◆ Exercise aim: Below are the entries. Transcribe exactly the lines from the one with "x=533, y=257" through the one with "x=376, y=14", ends included, and leave out all others.

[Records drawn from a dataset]
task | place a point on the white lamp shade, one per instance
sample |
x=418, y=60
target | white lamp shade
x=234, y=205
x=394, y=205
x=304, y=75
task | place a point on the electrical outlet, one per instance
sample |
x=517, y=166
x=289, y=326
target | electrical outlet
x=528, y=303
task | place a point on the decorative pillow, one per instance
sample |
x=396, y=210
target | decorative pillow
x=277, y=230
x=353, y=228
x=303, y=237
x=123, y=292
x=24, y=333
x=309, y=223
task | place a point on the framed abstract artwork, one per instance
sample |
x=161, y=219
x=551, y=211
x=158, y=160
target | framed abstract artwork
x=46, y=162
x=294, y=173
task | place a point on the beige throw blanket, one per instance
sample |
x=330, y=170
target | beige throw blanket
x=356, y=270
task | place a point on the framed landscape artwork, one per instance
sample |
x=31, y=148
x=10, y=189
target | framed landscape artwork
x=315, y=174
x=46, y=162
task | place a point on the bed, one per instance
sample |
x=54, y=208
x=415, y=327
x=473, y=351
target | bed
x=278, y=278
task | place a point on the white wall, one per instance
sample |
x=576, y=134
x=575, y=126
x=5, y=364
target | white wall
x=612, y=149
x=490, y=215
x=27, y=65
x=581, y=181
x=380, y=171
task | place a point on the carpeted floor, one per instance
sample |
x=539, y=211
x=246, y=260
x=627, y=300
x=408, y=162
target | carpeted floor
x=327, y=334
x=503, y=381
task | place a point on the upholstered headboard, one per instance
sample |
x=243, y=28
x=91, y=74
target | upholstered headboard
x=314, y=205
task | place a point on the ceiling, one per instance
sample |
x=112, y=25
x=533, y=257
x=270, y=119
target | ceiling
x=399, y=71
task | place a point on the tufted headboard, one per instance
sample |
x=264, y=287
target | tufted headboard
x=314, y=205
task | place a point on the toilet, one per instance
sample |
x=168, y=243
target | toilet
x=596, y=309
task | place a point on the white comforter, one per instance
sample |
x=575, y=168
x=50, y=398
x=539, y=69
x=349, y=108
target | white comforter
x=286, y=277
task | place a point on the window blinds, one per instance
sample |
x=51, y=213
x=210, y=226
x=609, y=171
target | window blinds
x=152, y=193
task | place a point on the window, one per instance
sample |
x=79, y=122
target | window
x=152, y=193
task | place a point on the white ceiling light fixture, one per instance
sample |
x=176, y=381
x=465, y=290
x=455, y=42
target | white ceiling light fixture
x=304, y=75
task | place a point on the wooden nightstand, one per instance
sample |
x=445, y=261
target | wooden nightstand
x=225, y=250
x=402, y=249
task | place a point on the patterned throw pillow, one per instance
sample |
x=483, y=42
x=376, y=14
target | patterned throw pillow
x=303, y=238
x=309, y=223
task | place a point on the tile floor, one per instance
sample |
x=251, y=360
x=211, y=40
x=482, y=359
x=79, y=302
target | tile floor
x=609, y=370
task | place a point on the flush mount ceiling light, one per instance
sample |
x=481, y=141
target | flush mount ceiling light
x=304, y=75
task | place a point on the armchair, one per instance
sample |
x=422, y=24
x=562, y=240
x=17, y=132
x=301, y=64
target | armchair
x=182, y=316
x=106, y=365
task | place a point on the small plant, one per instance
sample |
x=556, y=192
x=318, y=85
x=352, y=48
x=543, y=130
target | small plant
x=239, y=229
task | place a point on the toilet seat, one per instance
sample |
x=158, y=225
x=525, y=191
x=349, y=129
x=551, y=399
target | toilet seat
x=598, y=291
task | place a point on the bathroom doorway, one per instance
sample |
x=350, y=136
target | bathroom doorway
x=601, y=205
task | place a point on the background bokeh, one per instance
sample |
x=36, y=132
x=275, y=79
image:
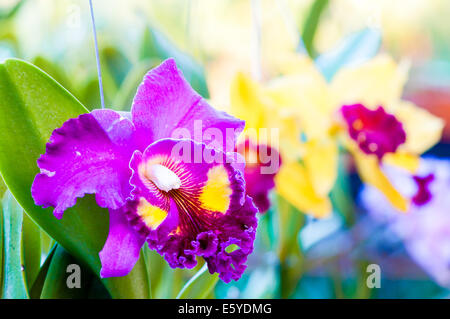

◆ Answer area:
x=533, y=257
x=270, y=119
target | ceiling
x=399, y=71
task | place a point on the tufted headboard, one per instance
sample |
x=264, y=287
target | tufted headboard
x=314, y=205
task | place a point on the toilet, one per instance
sample |
x=168, y=243
target | toilet
x=596, y=309
task | place a point on the white comforter, one per instance
sample |
x=575, y=168
x=50, y=398
x=539, y=69
x=349, y=108
target | white comforter
x=286, y=277
task | place a point on the window blinds, one per instance
sample |
x=51, y=213
x=210, y=226
x=609, y=171
target | window blinds
x=152, y=193
task | place a point on the window, one per instance
sample |
x=79, y=122
target | window
x=152, y=193
task | place a point on the white ceiling light fixture, one per instance
sample |
x=176, y=381
x=465, y=290
x=455, y=42
target | white ceiling light fixture
x=304, y=75
task | place a point on the wooden nightstand, one per instance
sample |
x=445, y=261
target | wooden nightstand
x=225, y=250
x=402, y=249
task | place a point on the patterned throw pillow, one per instance
sample |
x=483, y=42
x=376, y=14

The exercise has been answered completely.